* [Task to complete]: If a line in the entries below contains "JSON", copy it.

------------------------------------

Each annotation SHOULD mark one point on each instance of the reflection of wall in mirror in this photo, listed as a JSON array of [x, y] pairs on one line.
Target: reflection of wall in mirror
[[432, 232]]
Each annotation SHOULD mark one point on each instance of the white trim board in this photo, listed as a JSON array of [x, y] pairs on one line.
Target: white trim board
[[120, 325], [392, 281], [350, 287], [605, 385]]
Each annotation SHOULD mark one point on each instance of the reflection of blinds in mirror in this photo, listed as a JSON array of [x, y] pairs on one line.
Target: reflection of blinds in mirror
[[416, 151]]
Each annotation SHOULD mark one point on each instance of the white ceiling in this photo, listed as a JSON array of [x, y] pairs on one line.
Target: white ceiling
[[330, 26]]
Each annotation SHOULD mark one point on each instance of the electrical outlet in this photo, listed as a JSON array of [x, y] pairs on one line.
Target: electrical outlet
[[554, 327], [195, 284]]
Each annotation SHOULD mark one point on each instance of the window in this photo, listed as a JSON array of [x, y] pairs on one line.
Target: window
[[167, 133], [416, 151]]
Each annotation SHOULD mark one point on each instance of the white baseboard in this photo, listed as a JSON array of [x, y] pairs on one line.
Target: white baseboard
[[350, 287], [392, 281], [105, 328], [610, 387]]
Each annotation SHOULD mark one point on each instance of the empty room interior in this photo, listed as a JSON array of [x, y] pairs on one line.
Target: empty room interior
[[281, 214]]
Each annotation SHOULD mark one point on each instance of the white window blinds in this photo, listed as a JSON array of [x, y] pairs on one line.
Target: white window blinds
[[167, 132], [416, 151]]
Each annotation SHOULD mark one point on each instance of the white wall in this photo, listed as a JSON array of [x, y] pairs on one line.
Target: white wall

------------------------------------

* [Answer space]:
Each annotation SHOULD mark one point on each instance of the reflection of wall in mirror in this photo, listed as a JSON array of [x, y] pairs on one line.
Each annotation SHOULD mark one point on each instance of the white trim board in this photo, listed as a JSON array of [x, y] pairs on one line.
Each annotation SHOULD mark one point on each instance of the reflection of blinds in mirror in this photo, listed as a JSON array of [x, y] pairs on one line.
Each annotation SHOULD mark one point on each instance of the white ceiling in this photo, listed as a JSON array of [x, y] pairs on one line.
Each annotation SHOULD mark one point on each instance of the electrical outlet in this photo, listed as a JSON array of [x, y] pairs on one line.
Each annotation SHOULD mark one point on each instance of the window in this photo, listed as a JSON array of [x, y] pairs on one line.
Each annotation SHOULD mark one point on each instance of the white baseboard in this photo, listed as a JSON array of [x, y] pairs on one line.
Each annotation SHOULD mark one point on each instance of the empty room interior in this photo, listed as a JSON array of [x, y] pairs on one line.
Each annotation SHOULD mark one point on each instance of the white window blinds in this photo, listed as a JSON array of [x, y] pairs on one line.
Each annotation SHOULD mark one point on each instance of the white wall in this photo, listed as a JSON array of [x, y] pairs on one line.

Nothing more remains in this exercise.